Weekendowe imprezowanie faceta - ufać czy nie?

Collapse
X
 
  • Czas
  • Pokaż
Clear All
new posts
  • missdiorcherie
    Świętoszek
    • May 2015
    • 7

    Weekendowe imprezowanie faceta - ufać czy nie?

    Od 1,5 roku jestem z facetem, którego praca wiąże się z delegacjami, często takimi na drugi koniec Polski - obecnie od dwóch miesięcy jest ok. 450 km ode mnie.
    Mieszka razem z kolegami z pracy (nie znam ich) - z tego co wiem niestety imprezowymi typkami, którzy co weekend wyciągają go na nocne eskapady po klubach. Chłopak zawsze lubił imprezować, ale od kiedy jest ze mną, trochę z tym przystopował, niestety widzę, że pod wpływem kolegów na tych delegacjach znowu zaczął żyć dawnym "kawalerskim" życiem. Co weekend picie na umór, klubowanie, a cała niedziela to jeden wielki kac.

= = = = = = =

▸ Zadania do wykonania:
a – Proszę odpowiedzieć na poniższe pytania na podstawie tekstu o weekendowym imprezowaniu partnera.
(i) Od jak dawna trwa opisany związek?
(ii) Ile kilometrów dzieli obecnie partnera od osoby piszącej?
(iii) Czym według tekstu jest dla partnera cała niedziela?
b – Proszę kontynuować tekst o weekendowym imprezowaniu partnera, zaczynając bezpośrednio po jego ostatnim zdaniu.

▸ Przekazane informacje:
= = = = = = =

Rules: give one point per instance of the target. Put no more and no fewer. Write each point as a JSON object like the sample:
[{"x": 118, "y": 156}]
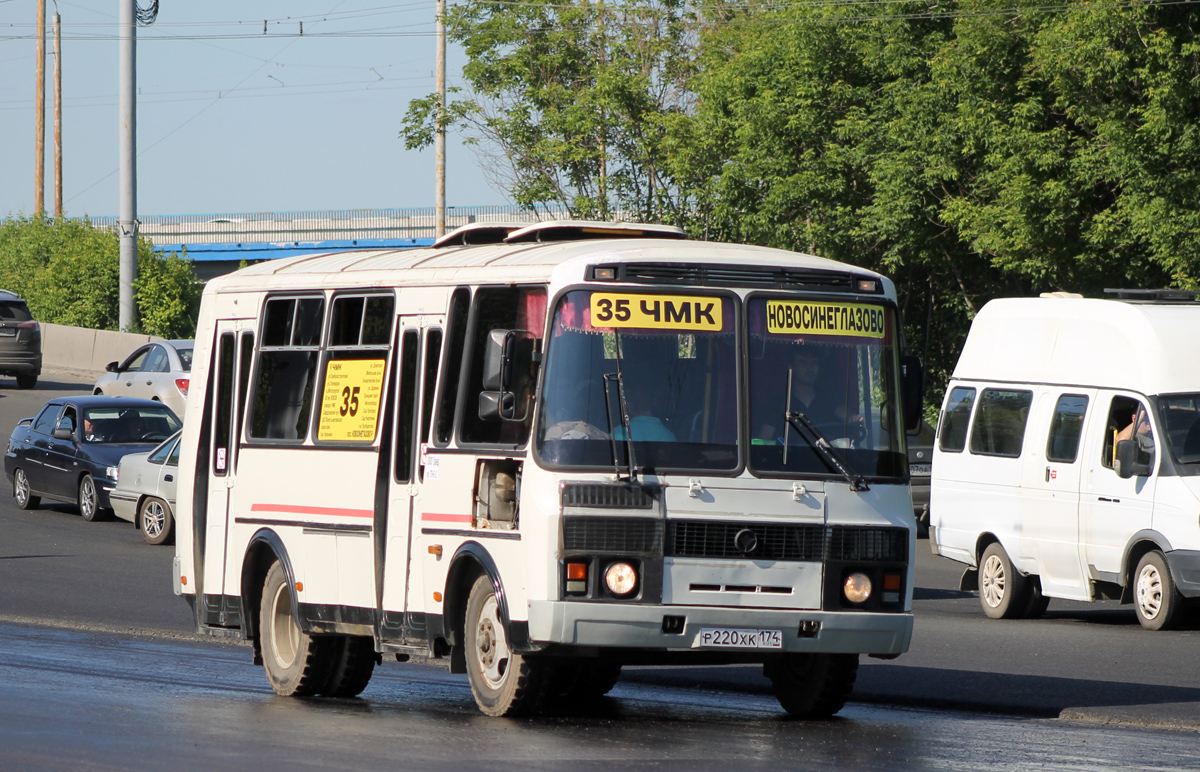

= = = = = = =

▸ Odpowiedzi do zadań:
a –
(i) Od półtora roku.
(ii) Około 450 km.
(iii) Jednym wielkim kacem.

b –
    Temat zakładam, bo wczoraj miarka się trochę przebrała, zdenerwował mnie niemiłosiernie, jednocześnie zaczęłam się trochę niepokoić. Całą sobotę się nie odzywał, dzisiaj też nie -dopiero wieczorem raczył napisać, ze ma strasznego kaca, bo całą noc imprezowali i latali po klubach (do rana). I tak teraz siedzę i się zastanawiam - czy te imprezy to na pewno tylko męskie towarzystwo... Cała noc klubowania, on upity, wpływ kolegów - przecież z łatwością mógłby przyprawiać mi rogi. Zastanawiam się, czy każde męskie imprezki to inne kobiety, poznawanie dziewczyn, jakieś podrywki? Czy niekoniecznie muszą się one z tym wiązać? Jest się czego obawiać? Chciałabym się dowiedzieć, jak sprawa takich imprez wygląda "z męskiej strony".
    Pewnie zapytacie, czy mu ufam - tak, w większości spraw ufam mu, ale jeśli chodzi o inne kobiety to... mam mieszane uczucia, na co on sobie sam kiedyś zasłużył.
  • paul_78
    Erotoman
    • Jul 2007
    • 470

    #2
    Ja bym nie ufał. Mam takiego kumpla, który jeździ na "delegacje" tyle tylko, że w jego związku to chyba funkcjonuje na zasadzie pewnej wzajemności.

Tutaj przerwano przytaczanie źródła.